> **Exercise prompt**:
Extract every line of the listing below word for word, and leave the pictures out of your answer.

Image location labeling entries:
## BEGIN

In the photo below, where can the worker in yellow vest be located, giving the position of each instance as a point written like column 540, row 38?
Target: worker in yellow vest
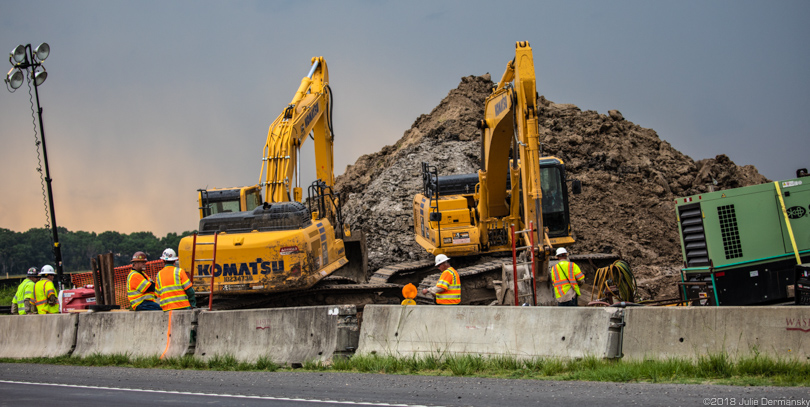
column 45, row 292
column 566, row 277
column 173, row 286
column 24, row 301
column 448, row 288
column 140, row 289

## END

> **Response to the exercise**:
In the photo below, where can the worker in yellow vest be located, giving the position of each instance as a point written like column 540, row 38?
Target: worker in yellow vest
column 45, row 292
column 566, row 277
column 173, row 286
column 24, row 301
column 448, row 288
column 140, row 289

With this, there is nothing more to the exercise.